Output each line of the entries below verbatim.

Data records
>>>

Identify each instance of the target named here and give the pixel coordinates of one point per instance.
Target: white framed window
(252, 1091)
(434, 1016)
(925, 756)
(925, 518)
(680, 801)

<<<

- _Output for this task_
Identify each instance of the target named here and give the pixel coordinates of one point per instance.
Target: white framed window
(252, 1091)
(434, 1016)
(925, 756)
(925, 518)
(680, 801)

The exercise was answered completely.